• **DOCUMENT SECTION**
----------

A word of unsolicited caution to ideological partisans: when arguing a point, do not base your case on a point of principle or theory that you outright reject in other circumstances. This is known as hypocrisy.

For two or three decades, many connected to the world of philanthropy and private foundations have been arguing that the tax exemption enjoyed by private foundations (and the charitable deduction granted to individual citizens) is a government subsidy. This argument is made principally, but not exclusively, by those on the liberal end of the spectrum and has even gone as far as one Congressman declaring that tax exemption is a federal "earmark" to foundations. The exemption/deduction = subsidy argument is made to justify expansive government intrusion into the working of private foundations: mandating types of spending, staff composition, etc. That is, there are two claims at work. The first is that foundations are subsidized through the tax code; the second is that this subsidy makes private philanthropy "public" and therefore subject to public (government) ownership and control.

In other areas of public policy this line of argument is known as "tax expenditure theory"--tax credits and deductions and exemptions are government "expenditures," whether in fact or in financial equivalence. (The Joint Committee on Taxation prepares an expenditure report in which it calculates the "cost" of deductions and exemptions and credits.) It is a long-running debate and many, including myself, have argued against the use of the theory to justify far-reaching public ownership or control of philanthropy. Perhaps not suprisingly, this argument has been made mostly, but again not exclusively, by those on the right.

Now, in the resurrected debate over federal funding of abortion, the ideological markers are reversed: conservatives argue that tax credits and exemptions for certain types of abortion services are really government subsidies and therefore need to be eliminated--or that this justifies expansive government restriction on those services. Those on the left, meanwhile, now say that such elements of the tax code are not subsidies and therefore cannot be made the crutch of this line of argument.

The tax expenditure/subsidy argument will likely never be resolved, but it doesn't necessarily have to be. Both sides (of course, it is really all sides or everyone because I can't even tell where the "sides" are anymore in the above arguments) can accept, I think, that an exemption acts as a subsidy, both in financial equivalence (though not perfecty given the frictions and costs of collecting taxes and then redistributing as a subsidy) and in terms of an affirmative government decision to encourage (or discourage) some activity through the tax code. (The tax code has long been a major vehicle for policymaking.) What I disagree with, and what both the left and the right are now doing, is taking this one step further and arguing that this equivalence or this government "decision" justifies further restrictions because that "subsidized" activity is now "public." This is not a permissible line of logic: the right cannot defend philanthropic independence by cabining the tax exemption/subsidy argument and then turn around and use that exact same argument on the abortion issue; the left cannot color all private philanthropy as "public" and then turn around and say tax exemptions are actually not subsidies in the case of abortion. Everyone needs to be more honest about the assumptions underlying their arguments. Like that will ever happen.

----------

• **PROVIDED DATA**
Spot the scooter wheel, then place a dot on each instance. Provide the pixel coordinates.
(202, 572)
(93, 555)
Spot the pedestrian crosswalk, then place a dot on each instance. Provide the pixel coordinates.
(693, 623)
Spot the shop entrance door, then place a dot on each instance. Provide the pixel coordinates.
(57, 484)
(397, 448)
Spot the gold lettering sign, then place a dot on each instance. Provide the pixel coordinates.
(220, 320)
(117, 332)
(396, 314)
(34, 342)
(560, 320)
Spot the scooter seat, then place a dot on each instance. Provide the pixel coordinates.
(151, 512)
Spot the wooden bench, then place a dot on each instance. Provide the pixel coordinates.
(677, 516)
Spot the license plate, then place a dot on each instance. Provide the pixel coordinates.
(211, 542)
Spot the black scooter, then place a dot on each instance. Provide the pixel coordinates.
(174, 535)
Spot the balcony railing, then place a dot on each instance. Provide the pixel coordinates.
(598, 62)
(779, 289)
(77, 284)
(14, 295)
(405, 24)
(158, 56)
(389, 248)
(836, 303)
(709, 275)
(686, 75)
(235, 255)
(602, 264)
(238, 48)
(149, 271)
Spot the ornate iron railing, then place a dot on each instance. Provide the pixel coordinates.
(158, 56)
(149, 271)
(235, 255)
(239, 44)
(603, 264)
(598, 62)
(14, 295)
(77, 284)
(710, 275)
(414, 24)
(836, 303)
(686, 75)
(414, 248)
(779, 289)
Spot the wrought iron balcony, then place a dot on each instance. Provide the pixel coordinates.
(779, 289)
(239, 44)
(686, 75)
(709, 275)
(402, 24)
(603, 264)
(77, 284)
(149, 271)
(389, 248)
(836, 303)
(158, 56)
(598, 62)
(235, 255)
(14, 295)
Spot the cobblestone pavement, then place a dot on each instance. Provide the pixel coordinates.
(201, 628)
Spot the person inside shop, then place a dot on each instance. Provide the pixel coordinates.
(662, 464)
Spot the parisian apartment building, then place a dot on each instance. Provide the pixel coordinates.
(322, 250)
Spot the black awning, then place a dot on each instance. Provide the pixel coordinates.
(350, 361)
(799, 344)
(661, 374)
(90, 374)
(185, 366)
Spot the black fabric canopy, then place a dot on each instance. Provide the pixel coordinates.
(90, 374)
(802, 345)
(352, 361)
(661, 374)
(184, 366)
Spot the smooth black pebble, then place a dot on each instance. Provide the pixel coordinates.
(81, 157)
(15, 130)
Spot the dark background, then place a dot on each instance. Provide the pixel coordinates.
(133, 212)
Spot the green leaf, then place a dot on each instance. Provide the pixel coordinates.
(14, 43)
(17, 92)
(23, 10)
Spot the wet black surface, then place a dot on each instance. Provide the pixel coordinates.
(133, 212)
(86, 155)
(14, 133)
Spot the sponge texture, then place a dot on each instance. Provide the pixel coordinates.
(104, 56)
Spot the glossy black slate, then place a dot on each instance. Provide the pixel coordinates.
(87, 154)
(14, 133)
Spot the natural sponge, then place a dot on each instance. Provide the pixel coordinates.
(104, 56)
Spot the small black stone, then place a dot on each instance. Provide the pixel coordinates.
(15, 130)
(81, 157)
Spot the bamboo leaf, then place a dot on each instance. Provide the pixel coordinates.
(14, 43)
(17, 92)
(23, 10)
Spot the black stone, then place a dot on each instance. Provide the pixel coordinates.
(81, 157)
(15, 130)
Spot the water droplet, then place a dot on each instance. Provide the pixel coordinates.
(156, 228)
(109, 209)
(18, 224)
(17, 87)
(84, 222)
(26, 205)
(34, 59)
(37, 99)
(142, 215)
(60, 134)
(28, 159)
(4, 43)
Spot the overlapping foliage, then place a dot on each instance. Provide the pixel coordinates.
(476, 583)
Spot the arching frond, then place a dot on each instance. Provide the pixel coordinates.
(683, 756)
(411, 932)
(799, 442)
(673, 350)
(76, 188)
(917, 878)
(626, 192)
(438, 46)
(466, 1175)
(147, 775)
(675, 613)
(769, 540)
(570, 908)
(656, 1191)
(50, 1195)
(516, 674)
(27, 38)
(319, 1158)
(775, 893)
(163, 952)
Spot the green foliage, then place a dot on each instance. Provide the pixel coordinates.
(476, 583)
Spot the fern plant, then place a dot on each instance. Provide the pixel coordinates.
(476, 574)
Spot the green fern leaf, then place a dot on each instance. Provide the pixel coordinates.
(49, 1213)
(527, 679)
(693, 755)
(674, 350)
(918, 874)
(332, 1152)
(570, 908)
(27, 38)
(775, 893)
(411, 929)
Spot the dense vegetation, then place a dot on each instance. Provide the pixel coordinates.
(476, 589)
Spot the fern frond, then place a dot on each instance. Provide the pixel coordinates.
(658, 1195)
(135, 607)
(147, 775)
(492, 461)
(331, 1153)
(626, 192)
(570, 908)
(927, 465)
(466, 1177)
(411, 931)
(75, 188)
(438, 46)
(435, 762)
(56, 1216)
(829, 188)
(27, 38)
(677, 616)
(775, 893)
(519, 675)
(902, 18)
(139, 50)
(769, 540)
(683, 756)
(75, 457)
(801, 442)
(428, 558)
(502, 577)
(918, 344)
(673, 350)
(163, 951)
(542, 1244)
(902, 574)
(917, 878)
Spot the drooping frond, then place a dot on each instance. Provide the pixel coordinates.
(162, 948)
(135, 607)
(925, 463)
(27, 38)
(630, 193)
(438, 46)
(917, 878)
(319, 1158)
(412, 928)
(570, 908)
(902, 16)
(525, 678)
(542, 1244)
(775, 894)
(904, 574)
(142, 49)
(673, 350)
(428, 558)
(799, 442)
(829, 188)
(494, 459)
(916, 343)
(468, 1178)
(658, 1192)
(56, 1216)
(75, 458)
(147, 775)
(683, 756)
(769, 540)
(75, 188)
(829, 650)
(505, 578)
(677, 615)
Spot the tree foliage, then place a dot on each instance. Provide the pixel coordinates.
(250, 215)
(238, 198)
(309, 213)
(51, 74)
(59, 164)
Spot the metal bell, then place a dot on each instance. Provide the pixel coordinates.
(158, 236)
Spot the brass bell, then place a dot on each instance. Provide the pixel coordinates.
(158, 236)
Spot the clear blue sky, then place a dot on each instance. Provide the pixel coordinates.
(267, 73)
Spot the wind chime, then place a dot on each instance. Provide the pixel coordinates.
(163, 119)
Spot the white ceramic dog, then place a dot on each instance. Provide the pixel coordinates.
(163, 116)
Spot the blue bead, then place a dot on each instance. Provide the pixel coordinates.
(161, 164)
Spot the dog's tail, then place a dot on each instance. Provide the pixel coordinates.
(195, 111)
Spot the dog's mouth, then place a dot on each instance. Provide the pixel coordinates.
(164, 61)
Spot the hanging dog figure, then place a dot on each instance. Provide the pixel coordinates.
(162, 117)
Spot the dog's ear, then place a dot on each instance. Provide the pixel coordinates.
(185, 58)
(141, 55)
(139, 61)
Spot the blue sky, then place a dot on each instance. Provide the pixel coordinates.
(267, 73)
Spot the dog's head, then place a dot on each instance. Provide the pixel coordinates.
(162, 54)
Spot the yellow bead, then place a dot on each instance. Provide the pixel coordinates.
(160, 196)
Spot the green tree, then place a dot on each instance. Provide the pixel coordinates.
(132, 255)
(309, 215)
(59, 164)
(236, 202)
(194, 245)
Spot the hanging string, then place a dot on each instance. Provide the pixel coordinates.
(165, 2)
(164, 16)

----------

• **OBJECTIVE A**
Answer these questions from the essay on tax exemptions as subsidies:
(i) Which body prepares an expenditure report that calculates the "cost" of deductions, exemptions and credits?
(ii) What did one Congressman declare tax exemption to be?
(iii) In the debate over federal funding of abortion, what do conservatives say tax credits and exemptions for certain types of abortion services really are?
• **OBJECTIVE B**
Repeat the part of the essay on tax exemptions as subsidies from "In other areas" to "on the right.".
Answer from the essay on tax exemptions as subsidies alone, without using the items.

• **WRITTEN RESPONSE A**
(i) The Joint Committee on Taxation.
(ii) A federal "earmark" to foundations.
(iii) Government subsidies.

• **WRITTEN RESPONSE B**
In other areas of public policy this line of argument is known as "tax expenditure theory"--tax credits and deductions and exemptions are government "expenditures," whether in fact or in financial equivalence. (The Joint Committee on Taxation prepares an expenditure report in which it calculates the "cost" of deductions and exemptions and credits.) It is a long-running debate and many, including myself, have argued against the use of the theory to justify far-reaching public ownership or control of philanthropy. Perhaps not suprisingly, this argument has been made mostly, but again not exclusively, by those on the right.